_What to do_. Present the lines below as a numbered list, omitting any blank lines.

_Data to use_.
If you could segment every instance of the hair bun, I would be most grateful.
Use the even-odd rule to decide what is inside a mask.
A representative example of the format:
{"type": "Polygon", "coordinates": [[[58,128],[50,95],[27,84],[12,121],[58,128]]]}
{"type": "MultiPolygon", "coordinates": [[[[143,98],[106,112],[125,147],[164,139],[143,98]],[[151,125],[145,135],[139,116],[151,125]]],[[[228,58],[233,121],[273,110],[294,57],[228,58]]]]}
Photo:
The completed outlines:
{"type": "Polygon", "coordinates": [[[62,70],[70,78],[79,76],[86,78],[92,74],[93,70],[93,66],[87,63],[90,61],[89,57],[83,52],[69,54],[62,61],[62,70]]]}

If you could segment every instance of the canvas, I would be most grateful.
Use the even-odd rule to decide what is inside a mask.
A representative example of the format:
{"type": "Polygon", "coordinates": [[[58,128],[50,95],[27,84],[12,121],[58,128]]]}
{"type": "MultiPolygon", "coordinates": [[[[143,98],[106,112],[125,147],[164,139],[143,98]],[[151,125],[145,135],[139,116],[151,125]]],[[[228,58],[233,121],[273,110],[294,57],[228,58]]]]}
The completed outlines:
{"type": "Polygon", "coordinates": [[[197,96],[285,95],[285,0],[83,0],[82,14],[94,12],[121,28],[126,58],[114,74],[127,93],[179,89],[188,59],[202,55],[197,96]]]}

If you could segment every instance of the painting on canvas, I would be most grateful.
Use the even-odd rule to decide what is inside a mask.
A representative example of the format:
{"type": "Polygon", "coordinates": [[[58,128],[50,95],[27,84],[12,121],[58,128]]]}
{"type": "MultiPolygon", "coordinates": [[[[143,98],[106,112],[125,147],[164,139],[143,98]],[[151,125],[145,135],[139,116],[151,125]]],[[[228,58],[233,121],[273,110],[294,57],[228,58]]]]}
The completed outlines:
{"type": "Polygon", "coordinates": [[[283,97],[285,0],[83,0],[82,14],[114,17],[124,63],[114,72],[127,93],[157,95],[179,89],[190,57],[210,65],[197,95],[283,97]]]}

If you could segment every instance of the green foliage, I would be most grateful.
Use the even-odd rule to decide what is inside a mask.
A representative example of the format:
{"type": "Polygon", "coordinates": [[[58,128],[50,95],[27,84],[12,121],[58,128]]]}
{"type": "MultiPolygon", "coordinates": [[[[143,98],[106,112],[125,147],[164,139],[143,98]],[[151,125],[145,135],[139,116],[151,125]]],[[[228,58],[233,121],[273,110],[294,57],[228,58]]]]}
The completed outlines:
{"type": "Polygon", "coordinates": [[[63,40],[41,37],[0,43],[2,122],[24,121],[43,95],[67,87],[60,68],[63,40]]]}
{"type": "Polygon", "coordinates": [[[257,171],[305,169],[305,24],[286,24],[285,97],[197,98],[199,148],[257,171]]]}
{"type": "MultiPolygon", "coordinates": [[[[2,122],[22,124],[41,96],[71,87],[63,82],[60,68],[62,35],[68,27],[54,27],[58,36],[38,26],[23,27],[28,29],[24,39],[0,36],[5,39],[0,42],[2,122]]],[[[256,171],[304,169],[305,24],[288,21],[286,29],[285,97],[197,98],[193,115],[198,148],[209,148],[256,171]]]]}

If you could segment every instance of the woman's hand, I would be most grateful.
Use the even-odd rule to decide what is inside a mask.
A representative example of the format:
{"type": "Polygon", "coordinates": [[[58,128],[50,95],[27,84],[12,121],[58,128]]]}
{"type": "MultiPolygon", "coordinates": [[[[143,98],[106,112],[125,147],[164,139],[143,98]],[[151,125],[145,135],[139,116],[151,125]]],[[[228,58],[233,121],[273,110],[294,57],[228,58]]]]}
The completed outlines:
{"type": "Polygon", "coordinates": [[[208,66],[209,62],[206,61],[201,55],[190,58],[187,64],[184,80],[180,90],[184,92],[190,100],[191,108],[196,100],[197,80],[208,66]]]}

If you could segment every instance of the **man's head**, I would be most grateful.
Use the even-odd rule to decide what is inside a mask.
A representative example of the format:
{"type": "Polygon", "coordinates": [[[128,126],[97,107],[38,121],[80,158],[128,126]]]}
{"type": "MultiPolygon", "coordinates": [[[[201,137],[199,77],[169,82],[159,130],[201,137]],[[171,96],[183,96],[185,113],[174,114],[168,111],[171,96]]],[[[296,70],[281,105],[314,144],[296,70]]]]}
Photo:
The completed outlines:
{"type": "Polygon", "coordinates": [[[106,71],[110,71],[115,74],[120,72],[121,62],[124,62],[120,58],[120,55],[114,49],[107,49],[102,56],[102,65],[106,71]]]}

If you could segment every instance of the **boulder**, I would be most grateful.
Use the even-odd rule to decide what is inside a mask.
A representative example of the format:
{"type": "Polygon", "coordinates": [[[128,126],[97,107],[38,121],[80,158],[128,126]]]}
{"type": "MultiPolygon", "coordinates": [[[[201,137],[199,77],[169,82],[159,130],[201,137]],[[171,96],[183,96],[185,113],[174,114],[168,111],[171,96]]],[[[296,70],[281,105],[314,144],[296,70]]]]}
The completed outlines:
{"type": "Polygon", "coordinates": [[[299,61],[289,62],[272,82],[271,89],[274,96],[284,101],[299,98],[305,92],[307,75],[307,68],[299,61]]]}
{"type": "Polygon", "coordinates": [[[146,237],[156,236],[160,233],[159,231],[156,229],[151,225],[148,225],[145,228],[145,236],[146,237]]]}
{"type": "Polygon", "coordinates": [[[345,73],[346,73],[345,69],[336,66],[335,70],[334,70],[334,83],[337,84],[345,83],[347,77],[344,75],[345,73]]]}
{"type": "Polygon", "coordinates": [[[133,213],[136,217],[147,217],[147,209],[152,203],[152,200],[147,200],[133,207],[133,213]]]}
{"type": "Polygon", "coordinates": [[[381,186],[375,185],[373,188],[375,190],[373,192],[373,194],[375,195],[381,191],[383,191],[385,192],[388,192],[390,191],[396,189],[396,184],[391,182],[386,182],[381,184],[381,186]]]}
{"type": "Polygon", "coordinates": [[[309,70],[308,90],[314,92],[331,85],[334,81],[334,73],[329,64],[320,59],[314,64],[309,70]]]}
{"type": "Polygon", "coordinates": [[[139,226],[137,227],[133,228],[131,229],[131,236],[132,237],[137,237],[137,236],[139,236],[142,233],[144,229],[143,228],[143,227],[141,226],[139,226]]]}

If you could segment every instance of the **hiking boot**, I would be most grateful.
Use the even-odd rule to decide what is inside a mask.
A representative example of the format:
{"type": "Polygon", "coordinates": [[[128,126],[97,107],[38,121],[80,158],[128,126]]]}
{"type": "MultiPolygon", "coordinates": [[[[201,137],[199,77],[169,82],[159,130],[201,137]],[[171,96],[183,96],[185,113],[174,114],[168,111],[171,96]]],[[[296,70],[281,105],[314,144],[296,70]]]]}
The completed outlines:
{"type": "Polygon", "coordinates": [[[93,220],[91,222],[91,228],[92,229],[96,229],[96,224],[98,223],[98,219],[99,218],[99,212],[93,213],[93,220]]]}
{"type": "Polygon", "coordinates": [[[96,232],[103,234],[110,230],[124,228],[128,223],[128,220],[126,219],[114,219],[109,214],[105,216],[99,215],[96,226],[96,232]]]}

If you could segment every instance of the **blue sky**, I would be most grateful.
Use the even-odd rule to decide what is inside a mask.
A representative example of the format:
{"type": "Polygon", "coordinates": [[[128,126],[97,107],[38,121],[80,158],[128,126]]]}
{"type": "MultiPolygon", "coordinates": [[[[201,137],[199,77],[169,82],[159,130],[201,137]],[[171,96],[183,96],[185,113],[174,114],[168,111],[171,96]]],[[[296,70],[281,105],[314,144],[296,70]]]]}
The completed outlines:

_Solution to the problem_.
1. If you could segment every instance of the hair bun, I would be most grateful.
2. Use the even-odd rule to decide what is inside a mask.
3. A representative example of the format:
4. {"type": "Polygon", "coordinates": [[[58,128],[50,95],[27,84],[12,121],[58,128]]]}
5. {"type": "MultiPolygon", "coordinates": [[[[143,98],[106,112],[125,147],[164,139],[143,98]],[[151,125],[145,135],[139,116],[151,125]]],[[[228,58],[233,121],[273,110],[294,57],[228,58]]]]}
6. Photo:
7. The completed outlines:
8. {"type": "Polygon", "coordinates": [[[62,70],[70,78],[79,76],[86,78],[92,74],[93,70],[93,66],[87,63],[90,61],[89,57],[83,52],[69,54],[62,61],[62,70]]]}
9. If you could segment every instance of the canvas, I would be most grateful.
10. Use the even-odd rule to decide what is inside a mask.
11. A representative example of the format:
12. {"type": "Polygon", "coordinates": [[[58,128],[50,95],[27,84],[12,121],[58,128]]]}
13. {"type": "MultiPolygon", "coordinates": [[[[143,98],[106,112],[125,147],[164,139],[143,98]],[[151,125],[145,135],[139,116],[151,125]]],[[[228,58],[233,121],[273,110],[294,57],[228,58]]]]}
14. The completed outlines:
15. {"type": "Polygon", "coordinates": [[[197,96],[285,95],[285,0],[83,0],[82,14],[94,12],[121,28],[126,58],[114,74],[127,93],[179,89],[188,59],[202,55],[197,96]]]}
16. If you could segment every instance of the painting on canvas, I would be most grateful.
17. Use the even-odd rule to decide what is inside a mask.
18. A representative example of the format:
19. {"type": "Polygon", "coordinates": [[[58,128],[50,95],[27,84],[12,121],[58,128]]]}
20. {"type": "MultiPolygon", "coordinates": [[[[143,98],[106,112],[125,147],[164,139],[143,98]],[[151,125],[145,135],[139,116],[151,125]]],[[[228,58],[233,121],[273,110],[294,57],[228,58]]]]}
21. The completed outlines:
22. {"type": "Polygon", "coordinates": [[[283,97],[285,0],[83,0],[82,14],[114,17],[124,63],[114,72],[127,93],[157,95],[179,89],[190,57],[210,65],[197,95],[283,97]]]}
23. If you could segment every instance of the green foliage, I would be most grateful.
24. Use the even-odd rule to decide what is inside a mask.
25. A representative example of the format:
26. {"type": "Polygon", "coordinates": [[[58,128],[50,95],[27,84],[12,121],[58,128]]]}
27. {"type": "MultiPolygon", "coordinates": [[[[143,98],[106,112],[125,147],[164,139],[143,98]],[[151,125],[145,135],[139,116],[151,125]]],[[[228,58],[233,121],[273,110],[294,57],[228,58]]]]}
28. The completed outlines:
29. {"type": "Polygon", "coordinates": [[[63,40],[41,37],[0,43],[2,122],[24,121],[43,95],[67,87],[60,68],[63,40]]]}
30. {"type": "Polygon", "coordinates": [[[257,171],[305,169],[305,24],[286,24],[285,97],[197,98],[199,148],[257,171]]]}
31. {"type": "MultiPolygon", "coordinates": [[[[2,122],[22,124],[41,96],[71,87],[63,82],[60,68],[62,35],[68,27],[54,27],[58,36],[38,26],[23,27],[28,29],[24,39],[0,36],[5,39],[0,42],[2,122]]],[[[256,171],[304,169],[305,24],[288,21],[286,29],[285,97],[197,98],[193,115],[198,148],[209,148],[256,171]]]]}
32. If you could segment every instance of the woman's hand, I would be most grateful.
33. Use the even-odd rule to decide what is inside a mask.
34. A representative example of the format:
35. {"type": "Polygon", "coordinates": [[[58,128],[50,95],[27,84],[12,121],[58,128]]]}
36. {"type": "MultiPolygon", "coordinates": [[[[143,98],[106,112],[125,147],[164,139],[143,98]],[[151,125],[145,135],[139,116],[151,125]]],[[[228,58],[233,121],[273,110],[294,57],[228,58]]]]}
37. The completed outlines:
38. {"type": "Polygon", "coordinates": [[[208,66],[209,62],[206,61],[201,55],[190,58],[187,64],[184,80],[180,90],[184,92],[190,100],[191,108],[196,100],[197,80],[208,66]]]}
39. If you could segment every instance of the **man's head**, I would be most grateful.
40. Use the even-odd rule to decide what is inside a mask.
41. A representative example of the format:
42. {"type": "Polygon", "coordinates": [[[128,126],[97,107],[38,121],[80,158],[128,126]]]}
43. {"type": "MultiPolygon", "coordinates": [[[[201,137],[199,77],[169,82],[159,130],[201,137]],[[171,96],[183,96],[185,113],[174,114],[168,111],[171,96]]],[[[296,70],[281,105],[314,144],[296,70]]]]}
44. Photo:
45. The completed outlines:
46. {"type": "Polygon", "coordinates": [[[106,71],[110,71],[115,74],[120,72],[121,62],[124,62],[120,58],[120,55],[114,49],[107,49],[102,56],[102,65],[106,71]]]}
47. If you could segment every instance of the **boulder**, I would be most grateful.
48. Use the even-odd rule to decide what is inside a mask.
49. A representative example of the format:
50. {"type": "Polygon", "coordinates": [[[128,126],[97,107],[38,121],[80,158],[128,126]]]}
51. {"type": "MultiPolygon", "coordinates": [[[[201,137],[199,77],[169,82],[159,130],[201,137]],[[171,96],[183,96],[185,113],[174,114],[168,111],[171,96]]],[[[296,70],[281,105],[314,144],[296,70]]]]}
52. The completed outlines:
53. {"type": "Polygon", "coordinates": [[[299,61],[289,62],[272,82],[271,89],[274,96],[284,101],[299,98],[305,92],[307,75],[307,68],[299,61]]]}
54. {"type": "Polygon", "coordinates": [[[146,237],[156,236],[160,233],[159,231],[156,229],[151,225],[148,225],[145,228],[145,236],[146,237]]]}
55. {"type": "Polygon", "coordinates": [[[345,73],[346,73],[345,69],[336,66],[335,70],[334,70],[334,83],[337,84],[345,83],[347,77],[344,75],[345,73]]]}
56. {"type": "Polygon", "coordinates": [[[133,213],[136,217],[147,217],[147,209],[152,203],[152,200],[147,200],[133,207],[133,213]]]}
57. {"type": "Polygon", "coordinates": [[[381,186],[375,185],[373,188],[375,190],[373,192],[373,194],[375,195],[381,191],[383,191],[385,192],[388,192],[390,191],[396,189],[396,184],[391,182],[386,182],[381,184],[381,186]]]}
58. {"type": "Polygon", "coordinates": [[[309,70],[308,90],[314,92],[331,85],[334,81],[334,73],[329,64],[320,59],[314,64],[309,70]]]}
59. {"type": "Polygon", "coordinates": [[[139,226],[137,227],[133,228],[131,229],[131,236],[132,237],[137,237],[137,236],[139,236],[142,233],[144,229],[143,228],[143,227],[141,226],[139,226]]]}
60. If you could segment every instance of the **hiking boot**, I would be most grateful.
61. Use the even-odd rule to decide what is inside a mask.
62. A representative example of the format:
63. {"type": "Polygon", "coordinates": [[[128,126],[97,107],[38,121],[80,158],[128,126]]]}
64. {"type": "MultiPolygon", "coordinates": [[[[201,137],[199,77],[169,82],[159,130],[201,137]],[[171,96],[183,96],[185,113],[174,114],[168,111],[171,96]]],[[[296,70],[281,105],[314,144],[296,70]]]]}
65. The completed outlines:
66. {"type": "Polygon", "coordinates": [[[93,220],[91,222],[91,228],[92,229],[96,229],[96,224],[98,223],[98,219],[99,218],[99,212],[93,213],[93,220]]]}
67. {"type": "Polygon", "coordinates": [[[96,232],[103,234],[110,230],[124,228],[128,223],[128,220],[126,219],[114,219],[109,214],[105,216],[99,215],[96,226],[96,232]]]}
68. If you could segment every instance of the **blue sky**, I would be most grateful.
69. Use the even-odd rule to decide what is inside a mask.
70. A representative example of the format:
71. {"type": "Polygon", "coordinates": [[[128,126],[97,107],[38,121],[80,158],[128,126]]]}
72. {"type": "MultiPolygon", "coordinates": [[[[201,137],[199,77],[169,82],[159,130],[201,137]],[[171,96],[183,96],[185,113],[174,114],[168,111],[171,96]]],[[[296,70],[281,105],[314,144],[296,70]]]]}
73. The completed outlines:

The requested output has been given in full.